> [The task]: Starting with the line that holds "Mark a point on every instance of the asphalt", copy out each remaining line of the listing below, up to and including the last one, and include nothing else.

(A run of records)
--- BEGIN ---
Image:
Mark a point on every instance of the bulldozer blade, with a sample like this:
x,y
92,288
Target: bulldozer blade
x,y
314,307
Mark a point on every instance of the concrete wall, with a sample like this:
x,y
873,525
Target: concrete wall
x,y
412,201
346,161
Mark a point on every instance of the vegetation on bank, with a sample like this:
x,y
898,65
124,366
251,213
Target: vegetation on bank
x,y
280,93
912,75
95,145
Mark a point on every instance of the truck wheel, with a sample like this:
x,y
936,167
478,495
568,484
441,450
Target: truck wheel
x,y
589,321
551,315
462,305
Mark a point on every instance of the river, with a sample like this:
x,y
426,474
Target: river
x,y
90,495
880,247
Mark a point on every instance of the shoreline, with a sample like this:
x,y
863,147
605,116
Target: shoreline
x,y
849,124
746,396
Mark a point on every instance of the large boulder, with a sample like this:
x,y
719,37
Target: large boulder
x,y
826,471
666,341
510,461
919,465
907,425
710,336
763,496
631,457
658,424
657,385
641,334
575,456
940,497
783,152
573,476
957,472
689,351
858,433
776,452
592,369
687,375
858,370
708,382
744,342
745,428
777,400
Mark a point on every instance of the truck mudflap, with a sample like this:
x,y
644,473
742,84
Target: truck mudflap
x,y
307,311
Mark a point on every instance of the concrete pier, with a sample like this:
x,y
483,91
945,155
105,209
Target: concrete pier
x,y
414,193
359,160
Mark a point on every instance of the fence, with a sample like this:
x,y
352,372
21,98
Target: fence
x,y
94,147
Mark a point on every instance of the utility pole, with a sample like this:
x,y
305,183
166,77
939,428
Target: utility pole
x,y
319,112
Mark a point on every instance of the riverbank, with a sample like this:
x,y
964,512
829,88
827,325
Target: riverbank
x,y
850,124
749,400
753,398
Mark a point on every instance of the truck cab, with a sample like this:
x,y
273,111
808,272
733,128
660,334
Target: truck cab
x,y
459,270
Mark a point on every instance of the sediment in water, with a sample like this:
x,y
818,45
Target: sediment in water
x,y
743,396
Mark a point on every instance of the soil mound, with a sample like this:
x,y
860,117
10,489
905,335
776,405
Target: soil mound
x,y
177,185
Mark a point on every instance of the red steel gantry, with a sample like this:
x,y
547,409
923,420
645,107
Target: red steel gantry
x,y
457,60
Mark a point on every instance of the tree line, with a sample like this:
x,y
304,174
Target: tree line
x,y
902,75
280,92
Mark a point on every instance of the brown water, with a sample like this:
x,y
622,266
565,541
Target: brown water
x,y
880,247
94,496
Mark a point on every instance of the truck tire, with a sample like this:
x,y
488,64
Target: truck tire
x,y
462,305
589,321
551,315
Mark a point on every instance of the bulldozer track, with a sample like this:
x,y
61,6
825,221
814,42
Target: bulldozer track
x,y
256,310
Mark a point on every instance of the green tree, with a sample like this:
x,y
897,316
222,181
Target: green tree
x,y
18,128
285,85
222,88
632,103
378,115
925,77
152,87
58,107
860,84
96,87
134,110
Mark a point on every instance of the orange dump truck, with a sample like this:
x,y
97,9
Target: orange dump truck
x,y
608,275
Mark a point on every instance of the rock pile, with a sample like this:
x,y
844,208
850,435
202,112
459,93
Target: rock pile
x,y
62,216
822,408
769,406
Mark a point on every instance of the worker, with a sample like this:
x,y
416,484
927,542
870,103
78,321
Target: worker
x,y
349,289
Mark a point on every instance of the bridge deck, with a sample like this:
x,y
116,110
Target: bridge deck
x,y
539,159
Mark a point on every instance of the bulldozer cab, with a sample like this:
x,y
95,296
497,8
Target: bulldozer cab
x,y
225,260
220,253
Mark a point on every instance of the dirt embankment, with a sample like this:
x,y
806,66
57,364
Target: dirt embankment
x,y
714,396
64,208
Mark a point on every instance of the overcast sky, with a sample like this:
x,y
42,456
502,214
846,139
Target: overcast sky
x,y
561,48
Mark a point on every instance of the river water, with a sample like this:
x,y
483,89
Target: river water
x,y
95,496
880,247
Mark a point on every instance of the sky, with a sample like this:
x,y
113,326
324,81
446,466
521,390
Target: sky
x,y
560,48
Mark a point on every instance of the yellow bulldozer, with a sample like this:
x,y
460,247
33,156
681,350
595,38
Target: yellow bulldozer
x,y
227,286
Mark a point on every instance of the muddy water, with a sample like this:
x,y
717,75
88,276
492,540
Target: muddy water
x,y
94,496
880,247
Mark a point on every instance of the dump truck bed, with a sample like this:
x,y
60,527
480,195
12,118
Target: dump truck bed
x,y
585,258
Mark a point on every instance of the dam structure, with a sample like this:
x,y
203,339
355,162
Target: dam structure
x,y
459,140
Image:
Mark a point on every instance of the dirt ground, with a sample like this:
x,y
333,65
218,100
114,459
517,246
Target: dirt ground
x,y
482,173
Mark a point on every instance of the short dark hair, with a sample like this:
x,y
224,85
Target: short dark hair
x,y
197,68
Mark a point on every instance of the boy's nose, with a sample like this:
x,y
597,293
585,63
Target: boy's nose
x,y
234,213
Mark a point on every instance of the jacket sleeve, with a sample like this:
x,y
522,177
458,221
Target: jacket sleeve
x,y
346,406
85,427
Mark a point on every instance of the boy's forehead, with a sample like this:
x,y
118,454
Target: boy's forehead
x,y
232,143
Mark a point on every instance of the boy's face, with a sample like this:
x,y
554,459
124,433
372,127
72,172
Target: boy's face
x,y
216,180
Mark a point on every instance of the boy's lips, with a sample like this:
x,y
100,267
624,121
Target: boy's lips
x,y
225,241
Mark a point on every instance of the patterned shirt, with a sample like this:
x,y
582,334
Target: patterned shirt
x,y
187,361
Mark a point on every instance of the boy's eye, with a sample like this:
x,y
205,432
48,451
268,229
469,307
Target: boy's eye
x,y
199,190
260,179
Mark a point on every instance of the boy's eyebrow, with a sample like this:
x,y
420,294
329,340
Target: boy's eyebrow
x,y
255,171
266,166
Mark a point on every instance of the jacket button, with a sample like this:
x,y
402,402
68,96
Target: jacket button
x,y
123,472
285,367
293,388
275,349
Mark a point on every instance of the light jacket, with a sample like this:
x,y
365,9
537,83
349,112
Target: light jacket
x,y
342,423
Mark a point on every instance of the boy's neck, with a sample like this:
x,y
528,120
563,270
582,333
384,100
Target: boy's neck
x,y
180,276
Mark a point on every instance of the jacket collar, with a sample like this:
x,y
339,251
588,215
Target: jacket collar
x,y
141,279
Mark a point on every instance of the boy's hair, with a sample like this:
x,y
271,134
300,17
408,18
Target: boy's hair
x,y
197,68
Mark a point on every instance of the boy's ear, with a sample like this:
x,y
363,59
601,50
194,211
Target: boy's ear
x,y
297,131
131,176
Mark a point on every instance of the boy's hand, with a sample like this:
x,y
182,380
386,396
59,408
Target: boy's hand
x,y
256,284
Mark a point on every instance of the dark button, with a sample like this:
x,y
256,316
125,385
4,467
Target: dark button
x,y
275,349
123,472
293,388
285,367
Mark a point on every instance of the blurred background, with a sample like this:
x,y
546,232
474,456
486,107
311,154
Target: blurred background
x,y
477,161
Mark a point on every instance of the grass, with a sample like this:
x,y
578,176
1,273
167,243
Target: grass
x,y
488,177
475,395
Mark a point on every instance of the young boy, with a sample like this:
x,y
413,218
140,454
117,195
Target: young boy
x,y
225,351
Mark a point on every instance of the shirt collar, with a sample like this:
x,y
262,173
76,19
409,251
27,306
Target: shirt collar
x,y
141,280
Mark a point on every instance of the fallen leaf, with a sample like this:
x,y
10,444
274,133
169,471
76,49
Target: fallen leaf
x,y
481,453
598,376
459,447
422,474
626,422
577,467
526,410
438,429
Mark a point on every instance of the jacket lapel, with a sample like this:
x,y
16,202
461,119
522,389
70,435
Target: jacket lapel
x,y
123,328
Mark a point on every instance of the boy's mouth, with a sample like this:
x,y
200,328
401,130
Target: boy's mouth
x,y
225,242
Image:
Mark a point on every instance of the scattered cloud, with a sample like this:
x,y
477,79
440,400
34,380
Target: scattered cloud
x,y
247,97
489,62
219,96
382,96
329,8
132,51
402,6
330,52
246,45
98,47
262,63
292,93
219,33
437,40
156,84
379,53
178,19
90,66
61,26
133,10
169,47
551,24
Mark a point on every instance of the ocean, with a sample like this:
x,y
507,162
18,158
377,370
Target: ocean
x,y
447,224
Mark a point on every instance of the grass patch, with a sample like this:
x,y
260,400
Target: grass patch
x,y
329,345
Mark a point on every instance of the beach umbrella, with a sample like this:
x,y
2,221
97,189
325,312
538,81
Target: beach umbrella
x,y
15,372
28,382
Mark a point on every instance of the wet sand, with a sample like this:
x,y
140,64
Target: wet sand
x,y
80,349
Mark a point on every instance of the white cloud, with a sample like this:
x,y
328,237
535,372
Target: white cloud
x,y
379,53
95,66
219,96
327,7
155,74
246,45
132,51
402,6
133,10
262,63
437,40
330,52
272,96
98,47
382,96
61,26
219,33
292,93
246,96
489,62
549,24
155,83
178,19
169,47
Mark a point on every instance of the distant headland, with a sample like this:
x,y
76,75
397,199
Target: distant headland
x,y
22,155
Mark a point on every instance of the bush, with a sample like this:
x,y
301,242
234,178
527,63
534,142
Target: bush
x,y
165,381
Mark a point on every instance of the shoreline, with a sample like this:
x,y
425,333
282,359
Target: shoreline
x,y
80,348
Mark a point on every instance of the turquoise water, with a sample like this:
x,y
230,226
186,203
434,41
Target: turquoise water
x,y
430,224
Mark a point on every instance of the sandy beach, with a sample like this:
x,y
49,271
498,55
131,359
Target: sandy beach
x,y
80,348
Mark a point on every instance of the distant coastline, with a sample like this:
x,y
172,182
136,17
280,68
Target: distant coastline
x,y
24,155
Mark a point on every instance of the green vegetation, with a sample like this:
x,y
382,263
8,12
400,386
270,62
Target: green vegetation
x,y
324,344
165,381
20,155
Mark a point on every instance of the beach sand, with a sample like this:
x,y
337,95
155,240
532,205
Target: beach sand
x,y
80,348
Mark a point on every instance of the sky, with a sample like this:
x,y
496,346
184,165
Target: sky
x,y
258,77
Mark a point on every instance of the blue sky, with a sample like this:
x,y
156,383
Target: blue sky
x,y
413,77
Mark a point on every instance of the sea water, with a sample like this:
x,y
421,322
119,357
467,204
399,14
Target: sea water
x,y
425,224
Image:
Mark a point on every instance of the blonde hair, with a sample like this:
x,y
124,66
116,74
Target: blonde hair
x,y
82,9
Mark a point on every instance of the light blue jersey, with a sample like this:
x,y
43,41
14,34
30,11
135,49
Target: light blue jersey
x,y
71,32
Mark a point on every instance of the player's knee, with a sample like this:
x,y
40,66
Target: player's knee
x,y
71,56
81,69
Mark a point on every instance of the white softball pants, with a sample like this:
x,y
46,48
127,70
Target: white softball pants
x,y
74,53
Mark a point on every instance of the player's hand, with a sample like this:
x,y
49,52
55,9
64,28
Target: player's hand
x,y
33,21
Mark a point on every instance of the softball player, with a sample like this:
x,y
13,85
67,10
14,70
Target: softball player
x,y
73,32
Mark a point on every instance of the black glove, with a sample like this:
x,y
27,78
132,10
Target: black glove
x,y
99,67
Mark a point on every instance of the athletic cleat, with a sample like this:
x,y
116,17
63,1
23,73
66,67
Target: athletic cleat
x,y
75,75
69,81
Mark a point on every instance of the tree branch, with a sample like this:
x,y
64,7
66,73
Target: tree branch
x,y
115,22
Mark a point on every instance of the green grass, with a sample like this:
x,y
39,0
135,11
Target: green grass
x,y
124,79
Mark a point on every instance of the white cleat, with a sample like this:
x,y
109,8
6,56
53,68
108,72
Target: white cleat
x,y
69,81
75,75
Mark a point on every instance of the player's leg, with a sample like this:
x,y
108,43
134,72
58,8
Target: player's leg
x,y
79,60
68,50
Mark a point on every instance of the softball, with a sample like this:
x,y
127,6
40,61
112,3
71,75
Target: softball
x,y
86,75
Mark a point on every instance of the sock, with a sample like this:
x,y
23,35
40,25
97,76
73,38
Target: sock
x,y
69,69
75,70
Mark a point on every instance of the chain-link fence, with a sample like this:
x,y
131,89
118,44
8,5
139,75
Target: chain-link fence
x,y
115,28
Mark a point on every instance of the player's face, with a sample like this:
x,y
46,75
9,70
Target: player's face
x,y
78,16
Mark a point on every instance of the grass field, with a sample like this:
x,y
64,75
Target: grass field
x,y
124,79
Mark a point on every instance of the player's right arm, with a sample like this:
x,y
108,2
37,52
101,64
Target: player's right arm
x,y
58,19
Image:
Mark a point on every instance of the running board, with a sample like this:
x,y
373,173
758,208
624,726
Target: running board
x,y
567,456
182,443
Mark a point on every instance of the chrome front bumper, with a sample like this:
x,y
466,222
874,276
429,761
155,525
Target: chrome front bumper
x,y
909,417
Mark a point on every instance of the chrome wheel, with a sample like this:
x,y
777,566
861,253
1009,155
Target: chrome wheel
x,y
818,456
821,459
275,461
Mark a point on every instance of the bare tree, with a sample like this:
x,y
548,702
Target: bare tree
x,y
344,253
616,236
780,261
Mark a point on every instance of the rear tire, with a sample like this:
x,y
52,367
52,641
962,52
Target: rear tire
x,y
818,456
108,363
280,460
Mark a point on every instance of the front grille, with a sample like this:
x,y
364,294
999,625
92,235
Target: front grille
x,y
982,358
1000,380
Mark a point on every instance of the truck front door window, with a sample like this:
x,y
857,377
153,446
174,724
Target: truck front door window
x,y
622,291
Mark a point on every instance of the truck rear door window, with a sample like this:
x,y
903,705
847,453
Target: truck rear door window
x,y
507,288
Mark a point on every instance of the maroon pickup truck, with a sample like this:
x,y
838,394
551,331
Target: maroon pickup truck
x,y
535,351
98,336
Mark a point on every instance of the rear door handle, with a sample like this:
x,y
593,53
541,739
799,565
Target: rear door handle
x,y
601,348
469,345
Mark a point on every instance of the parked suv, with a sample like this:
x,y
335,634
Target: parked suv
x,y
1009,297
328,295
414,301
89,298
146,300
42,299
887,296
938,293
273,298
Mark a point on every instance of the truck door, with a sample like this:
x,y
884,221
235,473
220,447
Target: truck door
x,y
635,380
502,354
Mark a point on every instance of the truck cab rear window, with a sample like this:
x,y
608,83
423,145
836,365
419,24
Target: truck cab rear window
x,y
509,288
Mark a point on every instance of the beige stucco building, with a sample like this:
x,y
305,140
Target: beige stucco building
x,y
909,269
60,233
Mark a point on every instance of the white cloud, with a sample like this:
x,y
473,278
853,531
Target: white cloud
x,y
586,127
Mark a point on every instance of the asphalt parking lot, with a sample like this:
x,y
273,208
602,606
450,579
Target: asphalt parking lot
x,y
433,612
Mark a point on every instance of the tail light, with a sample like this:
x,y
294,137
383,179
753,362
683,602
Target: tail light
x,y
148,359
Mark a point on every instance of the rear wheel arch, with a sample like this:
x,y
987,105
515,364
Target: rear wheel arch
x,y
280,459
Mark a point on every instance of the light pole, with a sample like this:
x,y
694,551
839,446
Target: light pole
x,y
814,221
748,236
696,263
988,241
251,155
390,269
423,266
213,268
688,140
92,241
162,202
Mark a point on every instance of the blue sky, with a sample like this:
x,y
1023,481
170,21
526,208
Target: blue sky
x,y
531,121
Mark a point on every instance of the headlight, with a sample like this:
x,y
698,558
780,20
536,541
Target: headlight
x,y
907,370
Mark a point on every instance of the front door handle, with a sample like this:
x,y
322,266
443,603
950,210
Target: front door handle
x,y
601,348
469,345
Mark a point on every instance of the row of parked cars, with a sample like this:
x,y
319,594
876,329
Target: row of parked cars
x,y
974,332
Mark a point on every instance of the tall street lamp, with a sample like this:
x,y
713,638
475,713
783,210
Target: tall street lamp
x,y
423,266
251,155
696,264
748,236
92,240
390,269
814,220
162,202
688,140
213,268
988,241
--- END ---
> [Exercise result]:
Mark a point on every instance of the asphalt parking lot, with a sample like this:
x,y
273,208
602,606
450,579
Target: asphalt parking lot
x,y
433,612
Mark a point on every instance of the tail light, with a sample like this:
x,y
294,137
383,179
753,362
683,602
Target: tail light
x,y
148,359
Mark a point on every instance of the rear wheel arch, with a sample like this:
x,y
987,105
515,364
Target: rear wheel arch
x,y
280,459
Mark a point on every instance of the light pole, with a sample like this:
x,y
694,551
839,446
Target: light pole
x,y
814,221
748,236
696,263
988,241
251,155
390,269
423,266
213,268
688,140
92,241
162,202
Mark a point on every instance of the blue sky, with a sample like this:
x,y
1023,481
170,21
526,208
Target: blue sky
x,y
531,121
Mark a point on every instance of the headlight, with a sample like this:
x,y
698,558
780,20
536,541
Target: headlight
x,y
907,370
Mark a point on every instance of the front door handle, with a sample like this:
x,y
322,266
443,603
950,210
Target: front door handle
x,y
601,348
469,345
Mark a point on every instance of the row of parked cars, with a sample like this:
x,y
319,594
876,329
Target: row of parked cars
x,y
974,332
Mark a point on every instance of the tall street lamp, with a sample like this:
x,y
713,638
475,713
783,210
Target: tall street lamp
x,y
423,266
251,155
696,264
748,236
92,240
390,269
814,220
162,202
688,140
213,268
988,241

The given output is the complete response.